=== Task brief ===
Rewrite the records below, substituting "outline" for every occurrence of "mask" and leaving all other text unchanged.

Segmentation dataset excerpts
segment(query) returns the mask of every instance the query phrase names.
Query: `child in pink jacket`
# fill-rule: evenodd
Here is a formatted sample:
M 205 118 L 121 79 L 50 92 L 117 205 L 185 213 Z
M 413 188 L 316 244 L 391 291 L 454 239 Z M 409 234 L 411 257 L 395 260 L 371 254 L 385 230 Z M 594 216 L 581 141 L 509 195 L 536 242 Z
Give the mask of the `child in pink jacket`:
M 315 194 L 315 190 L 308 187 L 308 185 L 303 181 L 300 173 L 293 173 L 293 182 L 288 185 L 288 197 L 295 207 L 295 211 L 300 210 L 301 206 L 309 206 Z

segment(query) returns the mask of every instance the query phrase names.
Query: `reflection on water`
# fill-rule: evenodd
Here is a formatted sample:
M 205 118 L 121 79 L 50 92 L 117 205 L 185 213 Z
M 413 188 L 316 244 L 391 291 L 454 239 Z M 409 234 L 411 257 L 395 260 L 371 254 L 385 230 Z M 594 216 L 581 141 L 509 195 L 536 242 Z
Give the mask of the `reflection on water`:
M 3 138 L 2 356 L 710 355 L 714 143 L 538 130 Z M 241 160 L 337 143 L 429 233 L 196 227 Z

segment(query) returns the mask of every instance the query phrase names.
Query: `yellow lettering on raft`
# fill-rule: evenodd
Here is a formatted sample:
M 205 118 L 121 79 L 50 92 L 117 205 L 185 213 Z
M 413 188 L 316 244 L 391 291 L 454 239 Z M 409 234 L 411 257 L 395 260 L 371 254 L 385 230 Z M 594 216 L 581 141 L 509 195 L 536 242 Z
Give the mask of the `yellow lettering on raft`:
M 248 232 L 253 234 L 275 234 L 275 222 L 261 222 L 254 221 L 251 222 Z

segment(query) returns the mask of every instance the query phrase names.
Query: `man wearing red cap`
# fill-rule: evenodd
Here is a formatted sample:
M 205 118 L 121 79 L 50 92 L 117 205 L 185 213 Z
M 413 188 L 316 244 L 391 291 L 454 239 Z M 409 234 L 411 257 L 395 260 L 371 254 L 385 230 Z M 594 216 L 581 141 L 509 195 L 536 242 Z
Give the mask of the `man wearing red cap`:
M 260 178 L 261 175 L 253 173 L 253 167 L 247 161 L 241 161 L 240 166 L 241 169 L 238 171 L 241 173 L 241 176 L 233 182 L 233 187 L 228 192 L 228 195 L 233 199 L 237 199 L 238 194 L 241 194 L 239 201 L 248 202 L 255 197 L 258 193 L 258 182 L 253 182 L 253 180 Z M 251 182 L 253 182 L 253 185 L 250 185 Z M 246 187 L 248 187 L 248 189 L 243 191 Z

=== Answer for the task ===
segment(query) returns the outline of every instance the query phrase names.
Query: `child in pink jacket`
# fill-rule: evenodd
Here is a formatted sample:
M 205 118 L 121 79 L 50 92 L 117 205 L 185 213 Z
M 413 188 L 316 244 L 391 291 L 454 239 Z M 409 234 L 411 257 L 395 260 L 371 254 L 385 230 Z M 594 216 L 581 141 L 509 195 L 536 242 Z
Give the outline of the `child in pink jacket`:
M 315 194 L 315 190 L 308 187 L 308 185 L 303 181 L 300 173 L 293 173 L 293 182 L 288 185 L 288 197 L 295 207 L 295 211 L 300 210 L 301 206 L 309 206 Z

segment(query) returns the outline of every instance the query phrase names.
Query: `reflection on water`
# fill-rule: evenodd
Here is a formatted sample:
M 205 118 L 121 79 L 50 92 L 117 205 L 185 213 Z
M 413 188 L 316 244 L 391 291 L 454 239 Z M 409 234 L 411 257 L 395 260 L 371 254 L 385 230 Z M 594 216 L 581 141 L 509 195 L 536 242 Z
Give the outline of the `reflection on water`:
M 3 138 L 2 356 L 710 355 L 714 143 L 538 130 Z M 241 160 L 337 143 L 429 233 L 196 227 Z

segment(query) returns the outline of every instance the query phrase names.
Query: `yellow lettering on raft`
# fill-rule: evenodd
Here is a formatted sample:
M 205 118 L 121 79 L 50 92 L 117 205 L 185 213 Z
M 413 188 L 316 244 L 391 291 L 454 239 Z M 409 234 L 411 257 L 395 260 L 371 254 L 385 230 Z M 594 216 L 581 141 L 509 195 L 536 242 Z
Give the outline of the `yellow lettering on raft`:
M 248 232 L 253 234 L 275 234 L 275 222 L 261 222 L 254 221 L 251 222 Z

segment(query) returns the outline of every instance the query phrase names.
Query: `man wearing red cap`
# fill-rule: evenodd
Here is a formatted sample:
M 205 118 L 121 79 L 50 92 L 117 205 L 185 213 Z
M 413 188 L 316 244 L 391 291 L 454 239 Z M 409 234 L 411 257 L 395 260 L 371 254 L 385 230 Z M 594 216 L 581 141 L 509 195 L 536 242 Z
Give the outline of the `man wearing red cap`:
M 260 178 L 261 175 L 253 173 L 253 167 L 247 161 L 241 161 L 240 166 L 241 169 L 238 171 L 241 173 L 241 176 L 233 182 L 233 187 L 228 192 L 228 195 L 233 199 L 237 199 L 238 194 L 241 194 L 239 201 L 248 202 L 255 197 L 258 193 L 258 182 L 253 182 L 253 180 Z M 251 182 L 253 182 L 253 185 L 250 185 Z M 246 187 L 248 187 L 248 189 L 243 191 Z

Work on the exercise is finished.